Brief a: Show every line in the rows below that contains the string "Query".

Provided text:
For an older guy you seem to speaking for a lot people in the retrogaming community when it appears you are simply speaking for your self.

 

Analog controllers cannot be reproduced well with digital controls.

That is extremely debatable.

 

 

So any games that require such a controller (Breakout, Warlords, Indy 500, Star Raiders, Missile Command, etc.) suffer greatly using a d-pad. Those d-pads that include analog sticks are far superior to just buttons but I'm talking about 2600 controllers vs. NES. There is no contest.

Considering that Breakout had some damn near great updates and ports to the NES and Famicom Disk System and all but one port of the game made use of the NES/Famicom controller. (I believe Arkanoid was specifically programmed for the Famicom trackball) And the fact that Missile Command, Asteroids, Centipede, etc all had great ports to the Gameboy lends me to believe that either you haven't played them or never gave the d-pad a real chance.

 

 

 

You can play games for hours just fine using the d-pad. I can't take more than 10 minutes of that shit, I'm ready to read a book or go outside and do something. Many of my contemporaries are the same way. Others aren't. But, again, you point out one of the key delimiters.

This isn't an agument. This is just whining.

Recorded information:
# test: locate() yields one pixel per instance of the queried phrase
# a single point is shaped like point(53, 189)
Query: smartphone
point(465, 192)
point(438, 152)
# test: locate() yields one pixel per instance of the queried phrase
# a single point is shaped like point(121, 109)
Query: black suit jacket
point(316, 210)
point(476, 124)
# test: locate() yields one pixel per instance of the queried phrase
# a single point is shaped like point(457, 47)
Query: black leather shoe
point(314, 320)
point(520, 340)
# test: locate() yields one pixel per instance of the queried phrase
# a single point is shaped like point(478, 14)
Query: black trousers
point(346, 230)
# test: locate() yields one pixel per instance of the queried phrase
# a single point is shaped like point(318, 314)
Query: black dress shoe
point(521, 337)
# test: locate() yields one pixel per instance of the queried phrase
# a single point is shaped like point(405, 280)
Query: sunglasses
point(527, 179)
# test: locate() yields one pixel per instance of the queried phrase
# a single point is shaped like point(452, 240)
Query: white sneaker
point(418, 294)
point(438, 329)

==

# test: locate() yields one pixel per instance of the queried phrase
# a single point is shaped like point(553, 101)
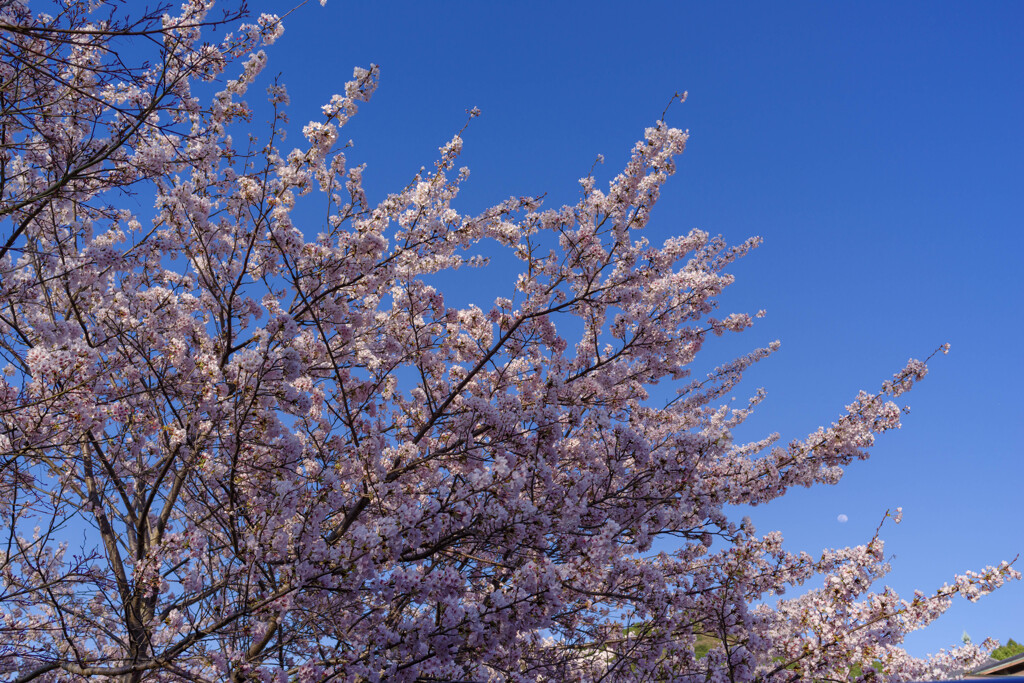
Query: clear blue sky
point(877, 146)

Brief b: Copy the stretch of the retrogaming controllers text from "That is extremely" through "a real chance.", substituting "Space Invaders" for "Missile Command" wherever it appears.

Exercise output a:
Query: smartphone
Query: black suit jacket
Query: black leather shoe
Query: black trousers
Query: black dress shoe
Query: sunglasses
Query: white sneaker
Query: clear blue sky

Exercise output b:
That is extremely debatable.

 

 

So any games that require such a controller (Breakout, Warlords, Indy 500, Star Raiders, Space Invaders, etc.) suffer greatly using a d-pad. Those d-pads that include analog sticks are far superior to just buttons but I'm talking about 2600 controllers vs. NES. There is no contest.

Considering that Breakout had some damn near great updates and ports to the NES and Famicom Disk System and all but one port of the game made use of the NES/Famicom controller. (I believe Arkanoid was specifically programmed for the Famicom trackball) And the fact that Space Invaders, Asteroids, Centipede, etc all had great ports to the Gameboy lends me to believe that either you haven't played them or never gave the d-pad a real chance.